GOAL OF THE EXERCISE:
Copy each line of the records that includes "racket".

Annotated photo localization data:
_ _ _

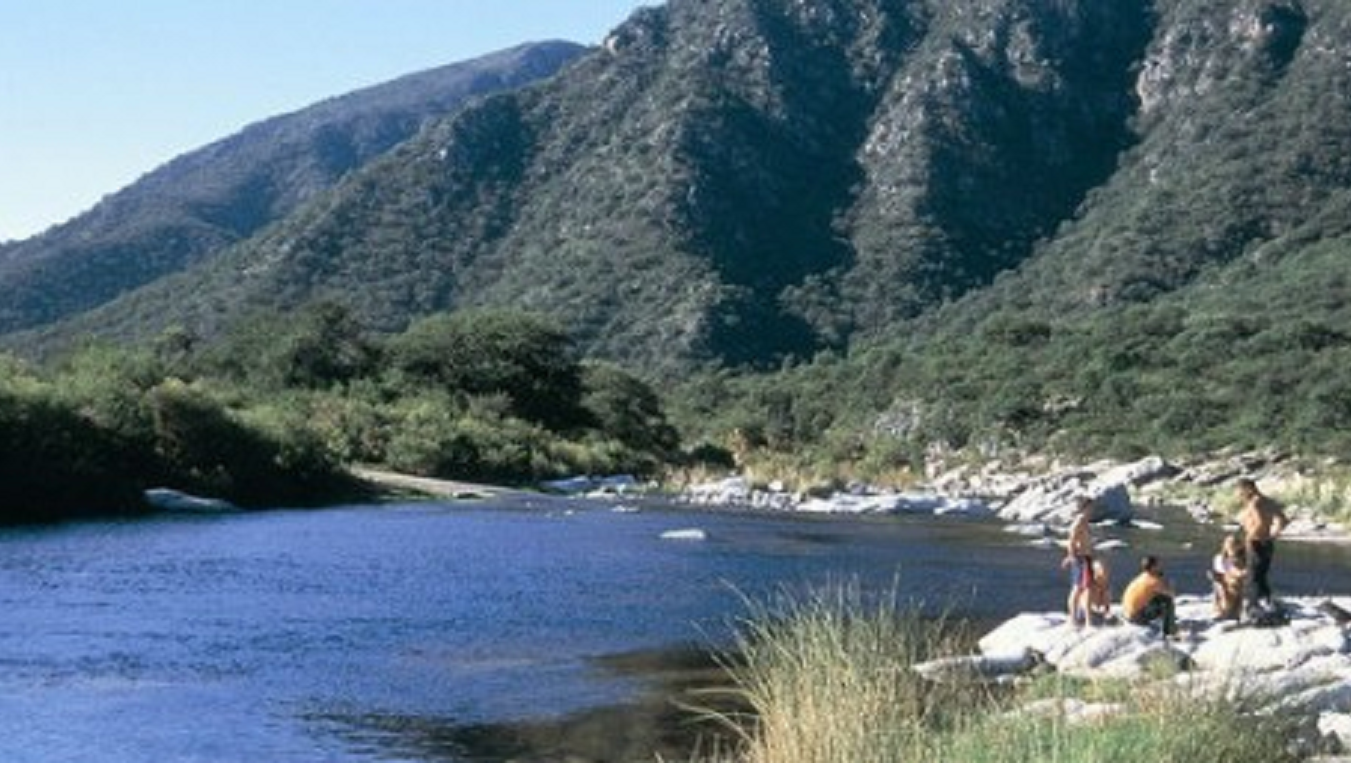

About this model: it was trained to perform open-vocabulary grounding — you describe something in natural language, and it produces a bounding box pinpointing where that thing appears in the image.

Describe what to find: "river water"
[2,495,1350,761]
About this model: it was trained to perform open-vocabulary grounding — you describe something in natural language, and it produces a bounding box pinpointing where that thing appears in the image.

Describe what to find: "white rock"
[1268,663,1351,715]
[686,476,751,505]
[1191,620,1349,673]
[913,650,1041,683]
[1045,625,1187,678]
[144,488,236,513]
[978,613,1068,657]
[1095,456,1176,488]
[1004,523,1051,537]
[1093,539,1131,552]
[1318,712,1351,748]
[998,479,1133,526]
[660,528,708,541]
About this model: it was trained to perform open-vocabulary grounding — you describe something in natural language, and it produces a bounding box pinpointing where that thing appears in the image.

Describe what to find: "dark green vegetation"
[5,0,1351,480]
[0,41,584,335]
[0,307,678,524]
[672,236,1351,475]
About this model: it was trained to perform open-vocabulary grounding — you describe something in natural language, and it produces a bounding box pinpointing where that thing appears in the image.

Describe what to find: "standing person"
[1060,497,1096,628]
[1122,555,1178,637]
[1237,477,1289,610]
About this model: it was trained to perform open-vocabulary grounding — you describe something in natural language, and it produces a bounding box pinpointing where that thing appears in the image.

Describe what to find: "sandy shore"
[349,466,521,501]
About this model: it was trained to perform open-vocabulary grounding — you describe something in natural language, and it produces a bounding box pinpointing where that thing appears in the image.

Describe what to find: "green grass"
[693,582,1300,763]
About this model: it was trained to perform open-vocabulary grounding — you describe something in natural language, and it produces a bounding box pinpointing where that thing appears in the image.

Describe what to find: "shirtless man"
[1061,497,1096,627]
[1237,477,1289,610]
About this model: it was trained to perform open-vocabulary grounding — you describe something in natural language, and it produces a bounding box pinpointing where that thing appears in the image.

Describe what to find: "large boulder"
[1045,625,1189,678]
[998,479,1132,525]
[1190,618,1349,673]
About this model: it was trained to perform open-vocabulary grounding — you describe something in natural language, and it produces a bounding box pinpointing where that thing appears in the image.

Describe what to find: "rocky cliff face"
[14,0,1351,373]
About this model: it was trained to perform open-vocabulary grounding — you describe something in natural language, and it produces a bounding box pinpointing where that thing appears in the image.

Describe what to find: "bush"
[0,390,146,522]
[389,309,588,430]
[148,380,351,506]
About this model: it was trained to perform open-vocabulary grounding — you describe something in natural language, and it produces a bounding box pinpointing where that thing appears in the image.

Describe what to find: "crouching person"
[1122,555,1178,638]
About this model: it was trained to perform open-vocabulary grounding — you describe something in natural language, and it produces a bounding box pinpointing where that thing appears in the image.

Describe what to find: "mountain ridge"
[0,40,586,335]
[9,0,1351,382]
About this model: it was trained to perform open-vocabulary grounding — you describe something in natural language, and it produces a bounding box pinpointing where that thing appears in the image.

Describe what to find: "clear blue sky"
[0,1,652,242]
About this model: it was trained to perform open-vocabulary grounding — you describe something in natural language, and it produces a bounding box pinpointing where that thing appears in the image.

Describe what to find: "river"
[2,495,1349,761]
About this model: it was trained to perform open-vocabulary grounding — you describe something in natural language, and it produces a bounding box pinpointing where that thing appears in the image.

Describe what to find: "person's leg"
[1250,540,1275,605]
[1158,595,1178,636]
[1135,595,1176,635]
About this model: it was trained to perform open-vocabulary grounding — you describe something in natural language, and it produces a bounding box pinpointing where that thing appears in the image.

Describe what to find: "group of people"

_ _ _

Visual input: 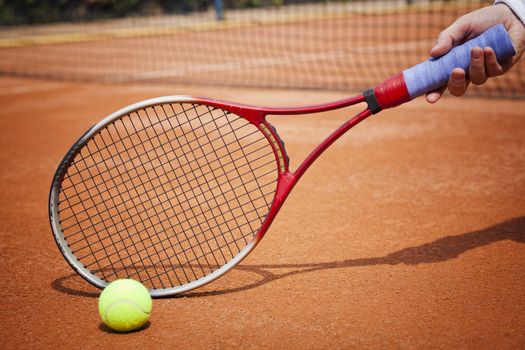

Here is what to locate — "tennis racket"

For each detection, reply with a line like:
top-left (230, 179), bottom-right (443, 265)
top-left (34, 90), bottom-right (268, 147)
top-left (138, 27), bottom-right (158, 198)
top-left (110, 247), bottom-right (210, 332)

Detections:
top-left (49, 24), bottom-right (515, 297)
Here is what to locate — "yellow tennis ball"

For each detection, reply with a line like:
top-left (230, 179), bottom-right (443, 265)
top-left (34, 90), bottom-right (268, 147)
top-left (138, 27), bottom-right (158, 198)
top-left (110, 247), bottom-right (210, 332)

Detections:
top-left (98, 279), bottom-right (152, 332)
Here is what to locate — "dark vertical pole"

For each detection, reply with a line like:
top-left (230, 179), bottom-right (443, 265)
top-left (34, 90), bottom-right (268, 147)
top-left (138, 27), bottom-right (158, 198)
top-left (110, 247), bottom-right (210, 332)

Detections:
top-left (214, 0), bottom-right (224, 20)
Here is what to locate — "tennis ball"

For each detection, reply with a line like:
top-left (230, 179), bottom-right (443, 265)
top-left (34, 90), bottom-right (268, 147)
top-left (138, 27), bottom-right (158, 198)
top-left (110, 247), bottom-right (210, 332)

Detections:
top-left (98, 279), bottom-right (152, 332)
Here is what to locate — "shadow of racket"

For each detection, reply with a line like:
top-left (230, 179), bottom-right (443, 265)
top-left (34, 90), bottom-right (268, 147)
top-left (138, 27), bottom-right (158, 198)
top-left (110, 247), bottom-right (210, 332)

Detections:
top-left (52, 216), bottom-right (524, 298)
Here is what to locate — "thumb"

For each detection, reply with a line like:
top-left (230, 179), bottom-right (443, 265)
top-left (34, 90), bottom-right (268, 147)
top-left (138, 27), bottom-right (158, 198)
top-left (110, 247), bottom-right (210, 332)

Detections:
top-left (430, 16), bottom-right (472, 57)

_ _ _

COMPLETED TASK:
Here is what to locate — "tennis racket"
Here is what to locate — "shadow of racket"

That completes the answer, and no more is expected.